◆ Task directions
Your output should repeat the entries below exactly. It should contain no images.

◆ Input records
━━━━
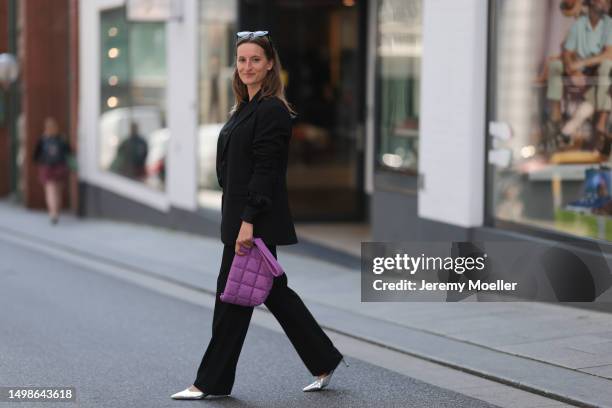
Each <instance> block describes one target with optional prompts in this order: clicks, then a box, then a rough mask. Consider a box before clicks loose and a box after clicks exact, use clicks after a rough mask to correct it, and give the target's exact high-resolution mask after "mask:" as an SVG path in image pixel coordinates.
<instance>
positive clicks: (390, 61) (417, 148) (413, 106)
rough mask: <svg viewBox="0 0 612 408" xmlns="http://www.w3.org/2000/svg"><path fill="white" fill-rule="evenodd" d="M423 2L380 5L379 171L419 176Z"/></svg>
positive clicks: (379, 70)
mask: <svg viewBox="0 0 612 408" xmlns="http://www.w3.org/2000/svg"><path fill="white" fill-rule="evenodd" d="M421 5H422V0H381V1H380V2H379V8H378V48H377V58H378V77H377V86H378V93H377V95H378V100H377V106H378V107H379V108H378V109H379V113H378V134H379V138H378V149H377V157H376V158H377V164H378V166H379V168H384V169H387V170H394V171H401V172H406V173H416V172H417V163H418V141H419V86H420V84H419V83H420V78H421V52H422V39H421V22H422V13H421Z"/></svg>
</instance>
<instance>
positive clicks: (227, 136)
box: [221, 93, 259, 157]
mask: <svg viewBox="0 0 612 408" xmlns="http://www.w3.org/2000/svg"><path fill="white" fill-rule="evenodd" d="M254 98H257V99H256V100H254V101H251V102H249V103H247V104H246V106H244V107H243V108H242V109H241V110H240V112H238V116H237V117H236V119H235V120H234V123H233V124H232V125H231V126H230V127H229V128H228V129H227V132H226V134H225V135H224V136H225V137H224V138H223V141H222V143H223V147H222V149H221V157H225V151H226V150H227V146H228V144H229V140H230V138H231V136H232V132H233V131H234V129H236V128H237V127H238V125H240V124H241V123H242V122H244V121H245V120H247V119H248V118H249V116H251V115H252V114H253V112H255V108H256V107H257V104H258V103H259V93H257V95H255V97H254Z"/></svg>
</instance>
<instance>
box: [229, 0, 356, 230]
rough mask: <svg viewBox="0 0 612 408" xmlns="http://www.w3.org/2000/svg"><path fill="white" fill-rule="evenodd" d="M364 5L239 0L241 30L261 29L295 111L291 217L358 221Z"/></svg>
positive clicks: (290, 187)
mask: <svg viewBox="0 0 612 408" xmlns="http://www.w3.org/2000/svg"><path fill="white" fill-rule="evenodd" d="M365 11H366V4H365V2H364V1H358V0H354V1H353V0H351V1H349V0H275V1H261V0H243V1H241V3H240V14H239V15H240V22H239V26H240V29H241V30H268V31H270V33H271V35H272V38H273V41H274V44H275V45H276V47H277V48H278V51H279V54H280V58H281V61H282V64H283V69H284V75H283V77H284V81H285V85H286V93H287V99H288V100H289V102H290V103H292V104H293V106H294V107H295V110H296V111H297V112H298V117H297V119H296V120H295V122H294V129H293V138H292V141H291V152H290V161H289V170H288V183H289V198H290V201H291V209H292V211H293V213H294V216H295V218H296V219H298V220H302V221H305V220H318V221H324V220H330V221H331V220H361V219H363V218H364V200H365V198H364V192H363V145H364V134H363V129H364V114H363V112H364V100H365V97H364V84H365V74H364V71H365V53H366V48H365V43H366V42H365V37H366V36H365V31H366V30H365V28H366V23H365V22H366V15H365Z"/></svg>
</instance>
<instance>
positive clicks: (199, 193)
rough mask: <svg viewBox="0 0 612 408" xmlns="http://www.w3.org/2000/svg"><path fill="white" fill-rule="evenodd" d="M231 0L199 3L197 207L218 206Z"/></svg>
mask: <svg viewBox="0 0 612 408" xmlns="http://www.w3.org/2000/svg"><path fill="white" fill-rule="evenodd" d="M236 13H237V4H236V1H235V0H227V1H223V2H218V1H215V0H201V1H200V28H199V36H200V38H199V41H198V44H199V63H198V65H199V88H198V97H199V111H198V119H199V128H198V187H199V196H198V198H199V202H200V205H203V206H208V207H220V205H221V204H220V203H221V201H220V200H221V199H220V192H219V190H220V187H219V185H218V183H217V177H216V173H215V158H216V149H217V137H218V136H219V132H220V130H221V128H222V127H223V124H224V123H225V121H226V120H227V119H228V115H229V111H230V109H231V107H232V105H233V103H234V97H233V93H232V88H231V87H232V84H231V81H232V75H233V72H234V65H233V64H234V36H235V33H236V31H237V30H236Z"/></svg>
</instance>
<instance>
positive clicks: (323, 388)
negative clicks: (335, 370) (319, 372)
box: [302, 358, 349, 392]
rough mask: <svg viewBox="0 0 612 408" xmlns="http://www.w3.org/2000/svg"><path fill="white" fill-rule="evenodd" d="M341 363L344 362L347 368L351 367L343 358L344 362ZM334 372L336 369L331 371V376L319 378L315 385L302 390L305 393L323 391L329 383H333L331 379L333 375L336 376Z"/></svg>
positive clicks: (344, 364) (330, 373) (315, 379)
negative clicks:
━━━━
◆ Answer to the exercise
Each <instance> block describes one target with optional prompts in this order: clicks, then a box, then a rough mask. Consider a box before clicks loose and a box after clicks exact, use clicks after a rough mask to correct it, and give the target's exact high-resolution mask after "mask:" as an SVG path in image pixel coordinates.
<instance>
positive clicks: (390, 61) (417, 148) (413, 106)
rough mask: <svg viewBox="0 0 612 408" xmlns="http://www.w3.org/2000/svg"><path fill="white" fill-rule="evenodd" d="M423 2L380 5L379 171L419 176Z"/></svg>
positive clicks: (379, 70)
mask: <svg viewBox="0 0 612 408" xmlns="http://www.w3.org/2000/svg"><path fill="white" fill-rule="evenodd" d="M421 5H422V0H381V1H380V2H379V8H378V48H377V58H378V77H377V86H378V93H377V95H378V100H377V106H378V107H379V108H378V109H379V113H378V134H379V138H378V149H377V157H376V158H377V164H378V166H379V168H384V169H387V170H394V171H401V172H406V173H416V172H417V163H418V141H419V86H420V84H419V83H420V78H421V52H422V39H421V22H422V13H421Z"/></svg>
</instance>
<instance>
positive clicks: (227, 136)
box: [221, 93, 259, 157]
mask: <svg viewBox="0 0 612 408" xmlns="http://www.w3.org/2000/svg"><path fill="white" fill-rule="evenodd" d="M254 98H257V99H256V100H254V101H251V102H249V103H247V104H246V106H244V107H243V108H242V109H241V110H240V112H238V116H237V117H236V119H235V120H234V123H233V124H232V125H231V126H230V127H229V128H228V129H227V132H226V134H225V135H224V136H225V137H224V138H223V141H222V143H223V147H222V149H221V157H225V151H226V150H227V146H228V144H229V140H230V138H231V136H232V132H233V131H234V129H236V128H237V127H238V125H240V124H241V123H242V122H244V121H245V120H247V119H248V118H249V116H251V115H252V114H253V112H255V108H256V107H257V104H258V103H259V93H257V95H255V97H254Z"/></svg>
</instance>
<instance>
box: [229, 0, 356, 230]
rough mask: <svg viewBox="0 0 612 408" xmlns="http://www.w3.org/2000/svg"><path fill="white" fill-rule="evenodd" d="M364 5L239 0L241 30L261 29L295 111L291 217L358 221Z"/></svg>
positive clicks: (290, 187)
mask: <svg viewBox="0 0 612 408" xmlns="http://www.w3.org/2000/svg"><path fill="white" fill-rule="evenodd" d="M365 11H366V4H365V2H364V1H358V0H354V1H353V0H351V1H349V0H275V1H261V0H243V1H241V3H240V14H239V15H240V22H239V26H240V29H241V30H268V31H270V33H271V35H272V38H273V41H274V44H275V45H276V47H277V48H278V51H279V54H280V58H281V61H282V64H283V69H284V75H283V77H284V81H285V85H286V93H287V99H288V100H289V102H290V103H292V104H293V106H294V107H295V110H296V111H297V112H298V117H297V119H296V120H295V122H294V129H293V138H292V141H291V152H290V161H289V170H288V183H289V198H290V201H291V209H292V211H293V213H294V216H295V218H296V219H298V220H302V221H305V220H318V221H324V220H330V221H331V220H361V219H363V218H364V200H365V198H364V192H363V145H364V134H363V129H364V114H363V112H364V100H365V97H364V84H365V74H364V71H365V53H366V48H365V43H366V42H365V37H366V36H365V31H366V30H365V28H366V23H365V22H366V15H365Z"/></svg>
</instance>
<instance>
positive clicks: (199, 193)
rough mask: <svg viewBox="0 0 612 408" xmlns="http://www.w3.org/2000/svg"><path fill="white" fill-rule="evenodd" d="M231 0L199 3L197 207L218 206Z"/></svg>
mask: <svg viewBox="0 0 612 408" xmlns="http://www.w3.org/2000/svg"><path fill="white" fill-rule="evenodd" d="M236 13H237V4H236V1H235V0H227V1H223V2H218V1H215V0H201V1H200V28H199V36H200V38H199V41H198V44H199V63H198V65H199V88H198V97H199V111H198V119H199V128H198V187H199V196H198V198H199V202H200V205H203V206H208V207H220V205H221V204H220V203H221V201H220V200H221V199H220V192H219V190H220V187H219V185H218V183H217V177H216V173H215V158H216V149H217V137H218V136H219V132H220V130H221V128H222V127H223V124H224V123H225V121H226V120H227V119H228V115H229V111H230V109H231V107H232V105H233V103H234V97H233V93H232V88H231V87H232V84H231V81H232V75H233V72H234V65H233V64H234V36H235V33H236V31H237V30H236Z"/></svg>
</instance>
<instance>
positive clicks: (323, 388)
negative clicks: (335, 370) (319, 372)
box: [302, 358, 349, 392]
rough mask: <svg viewBox="0 0 612 408" xmlns="http://www.w3.org/2000/svg"><path fill="white" fill-rule="evenodd" d="M341 363L344 362L347 368L351 367L343 358L344 362ZM334 372L336 369L331 371V376L319 378L315 385L302 390L305 393L323 391L329 383H333L331 379L333 375L336 376Z"/></svg>
positive clicks: (344, 364) (330, 373) (315, 379)
negative clicks:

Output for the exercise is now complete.